Task data START

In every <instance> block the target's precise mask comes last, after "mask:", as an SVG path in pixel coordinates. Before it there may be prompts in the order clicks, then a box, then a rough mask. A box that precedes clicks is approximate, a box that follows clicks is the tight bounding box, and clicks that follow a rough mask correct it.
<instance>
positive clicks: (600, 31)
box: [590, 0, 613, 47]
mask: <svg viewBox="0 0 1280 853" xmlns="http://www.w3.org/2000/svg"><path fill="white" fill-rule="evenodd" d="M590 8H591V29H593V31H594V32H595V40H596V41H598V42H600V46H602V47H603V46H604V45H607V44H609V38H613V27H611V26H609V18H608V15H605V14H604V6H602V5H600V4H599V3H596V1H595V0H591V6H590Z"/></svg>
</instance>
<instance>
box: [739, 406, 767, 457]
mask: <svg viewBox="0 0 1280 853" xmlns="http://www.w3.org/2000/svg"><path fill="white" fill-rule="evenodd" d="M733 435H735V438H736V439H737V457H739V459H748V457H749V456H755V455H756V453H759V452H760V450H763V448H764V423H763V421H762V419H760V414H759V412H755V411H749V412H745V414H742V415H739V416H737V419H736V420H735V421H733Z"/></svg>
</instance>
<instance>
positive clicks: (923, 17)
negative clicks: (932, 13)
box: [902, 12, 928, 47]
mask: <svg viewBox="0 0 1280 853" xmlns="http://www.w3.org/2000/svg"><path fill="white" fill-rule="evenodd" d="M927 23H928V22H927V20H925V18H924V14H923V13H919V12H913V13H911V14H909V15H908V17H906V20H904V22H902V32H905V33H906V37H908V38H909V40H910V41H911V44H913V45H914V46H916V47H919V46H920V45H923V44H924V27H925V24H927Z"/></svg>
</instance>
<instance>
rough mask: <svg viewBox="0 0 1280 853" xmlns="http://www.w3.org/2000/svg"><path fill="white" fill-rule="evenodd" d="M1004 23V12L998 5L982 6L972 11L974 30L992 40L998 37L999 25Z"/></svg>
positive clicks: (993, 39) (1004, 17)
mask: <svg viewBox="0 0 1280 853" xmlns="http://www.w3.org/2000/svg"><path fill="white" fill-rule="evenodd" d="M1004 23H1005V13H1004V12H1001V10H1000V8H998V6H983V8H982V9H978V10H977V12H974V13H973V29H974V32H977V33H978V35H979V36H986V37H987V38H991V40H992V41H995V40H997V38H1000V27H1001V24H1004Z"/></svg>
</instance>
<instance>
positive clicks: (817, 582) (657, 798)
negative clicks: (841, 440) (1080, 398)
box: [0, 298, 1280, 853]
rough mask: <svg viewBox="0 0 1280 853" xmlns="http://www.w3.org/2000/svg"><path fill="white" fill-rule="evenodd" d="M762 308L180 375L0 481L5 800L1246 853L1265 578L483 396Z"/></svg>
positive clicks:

Task data END

What the exercise asks: Reproduce every one of the records above, line for line and without any change.

Response to the exercise:
In every <instance> block the target's precise mask comes last, after "mask:", as an SVG path in pixel coordinates. Before it there may be prompts in the order clicks, then a box, then a rough mask. A box that precedes clicks is approximate, a box that follows clicks is the tight bounding box, and clicks that follow a rough mask correct it.
<instance>
positive clicks: (600, 31)
box: [590, 0, 613, 47]
mask: <svg viewBox="0 0 1280 853" xmlns="http://www.w3.org/2000/svg"><path fill="white" fill-rule="evenodd" d="M590 8H591V29H593V31H594V32H595V40H596V41H598V42H600V46H602V47H603V46H604V45H607V44H609V38H613V27H611V26H609V18H608V15H605V14H604V6H602V5H600V4H599V3H596V1H595V0H591V6H590Z"/></svg>
</instance>
<instance>
box: [739, 406, 767, 457]
mask: <svg viewBox="0 0 1280 853" xmlns="http://www.w3.org/2000/svg"><path fill="white" fill-rule="evenodd" d="M733 435H735V438H736V439H737V457H739V459H748V457H749V456H755V455H756V453H759V452H760V450H763V448H764V423H763V421H762V419H760V414H759V412H755V411H749V412H745V414H742V415H739V416H737V419H736V420H735V421H733Z"/></svg>
</instance>
<instance>
positive clicks: (923, 17)
negative clicks: (932, 13)
box: [902, 12, 928, 47]
mask: <svg viewBox="0 0 1280 853" xmlns="http://www.w3.org/2000/svg"><path fill="white" fill-rule="evenodd" d="M927 23H928V22H927V20H925V18H924V14H923V13H919V12H913V13H911V14H909V15H908V17H906V20H904V22H902V32H905V33H906V37H908V38H909V40H910V41H911V44H913V45H914V46H916V47H919V46H920V45H923V44H924V27H925V24H927Z"/></svg>
</instance>
<instance>
rough mask: <svg viewBox="0 0 1280 853" xmlns="http://www.w3.org/2000/svg"><path fill="white" fill-rule="evenodd" d="M1004 23V12L998 5L982 6L972 11L974 30L992 40L998 37L999 25Z"/></svg>
positive clicks: (993, 39) (1004, 17)
mask: <svg viewBox="0 0 1280 853" xmlns="http://www.w3.org/2000/svg"><path fill="white" fill-rule="evenodd" d="M1004 23H1005V13H1004V12H1001V10H1000V8H998V6H983V8H982V9H978V10H977V12H974V13H973V29H974V32H977V33H978V35H979V36H986V37H987V38H991V40H992V41H995V40H997V38H1000V27H1001V24H1004Z"/></svg>
</instance>
<instance>
positive clicks: (817, 582) (657, 798)
negative clicks: (841, 440) (1080, 398)
box: [0, 298, 1280, 853]
rough mask: <svg viewBox="0 0 1280 853" xmlns="http://www.w3.org/2000/svg"><path fill="white" fill-rule="evenodd" d="M762 308L180 375L0 481L5 800L1246 853L1265 578L483 396Z"/></svg>
positive clicks:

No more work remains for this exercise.